EXERCISE SET
1. According to the USS Northampton text, on what date was the ship commissioned as CLC–1?
2. From the USS Northampton text, print the passage that begins at the words "The third USS" and stops after "7 March 1953.".

== SOURCE TEXT ==

The third USS Northampton (CLC-1/CC-1) was a US Navy command light cruiser (command ship). She was laid down as an  heavy cruiser (CA–125), on 31 August 1944 by the Fore River Yard, Bethlehem Steel Corp., Quincy, Massachusetts. Work suspended between 11 August 1945 and 1 July 1948; she was launched as CLC–1, on 27 January 1951; sponsored by Mrs. Edmond J. Lampron; and commissioned as CLC–1, on 7 March 1953.

History 
Following shakedown, Northampton reported for duty to Commander Operational Development Forces, Atlantic Fleet. For seven months she conducted extensive tests of her new equipment. Evaluation completed in September 1954 and she reverted to the operational control of Commander Battleship Cruiser Force, Atlantic Fleet. She next demonstrated her capabilities as a tactical Command Ship by serving as flagship, first for Commander Amphibious Force, Atlantic Fleet (October–November 1954) and then for Commander 6th Fleet (December 1954–March 1955). Between 1 September and 22 October she served as flagship for Commander Strike Force, Atlantic, a position she was to hold frequently over the next fifteen years.

===
== DATA ==

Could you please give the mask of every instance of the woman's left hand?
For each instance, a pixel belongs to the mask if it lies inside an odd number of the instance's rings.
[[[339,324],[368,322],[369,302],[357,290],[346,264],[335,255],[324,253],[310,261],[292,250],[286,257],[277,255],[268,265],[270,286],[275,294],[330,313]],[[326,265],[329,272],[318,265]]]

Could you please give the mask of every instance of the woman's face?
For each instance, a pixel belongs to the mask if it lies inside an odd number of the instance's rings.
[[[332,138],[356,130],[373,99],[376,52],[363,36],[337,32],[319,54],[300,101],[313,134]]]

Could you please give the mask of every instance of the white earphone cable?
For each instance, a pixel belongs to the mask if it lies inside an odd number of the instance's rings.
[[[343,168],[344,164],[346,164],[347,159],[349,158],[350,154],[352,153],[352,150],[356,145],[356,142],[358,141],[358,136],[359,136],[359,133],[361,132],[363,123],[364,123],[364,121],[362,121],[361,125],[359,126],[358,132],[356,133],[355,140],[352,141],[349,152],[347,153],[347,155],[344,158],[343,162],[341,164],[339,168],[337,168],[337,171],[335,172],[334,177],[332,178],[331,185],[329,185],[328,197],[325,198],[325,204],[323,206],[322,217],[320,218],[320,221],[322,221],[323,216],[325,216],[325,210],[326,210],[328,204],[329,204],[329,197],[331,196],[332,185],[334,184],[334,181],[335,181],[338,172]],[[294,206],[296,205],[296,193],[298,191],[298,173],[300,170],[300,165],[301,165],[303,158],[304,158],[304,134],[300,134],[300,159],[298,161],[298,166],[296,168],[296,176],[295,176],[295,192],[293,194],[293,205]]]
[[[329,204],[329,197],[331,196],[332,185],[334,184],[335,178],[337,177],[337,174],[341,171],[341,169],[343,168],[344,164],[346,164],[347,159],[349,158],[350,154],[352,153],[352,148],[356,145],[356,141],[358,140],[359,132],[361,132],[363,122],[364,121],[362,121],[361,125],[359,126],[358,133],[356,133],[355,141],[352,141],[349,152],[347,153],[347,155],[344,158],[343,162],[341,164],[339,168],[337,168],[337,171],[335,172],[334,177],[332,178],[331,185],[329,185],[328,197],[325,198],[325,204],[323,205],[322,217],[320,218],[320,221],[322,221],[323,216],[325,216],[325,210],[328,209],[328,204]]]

===

EXERCISE SOLUTIONS
1. 7 March 1953

2.
The third USS Northampton (CLC-1/CC-1) was a US Navy command light cruiser (command ship). She was laid down as an  heavy cruiser (CA–125), on 31 August 1944 by the Fore River Yard, Bethlehem Steel Corp., Quincy, Massachusetts. Work suspended between 11 August 1945 and 1 July 1948; she was launched as CLC–1, on 27 January 1951; sponsored by Mrs. Edmond J. Lampron; and commissioned as CLC–1, on 7 March 1953.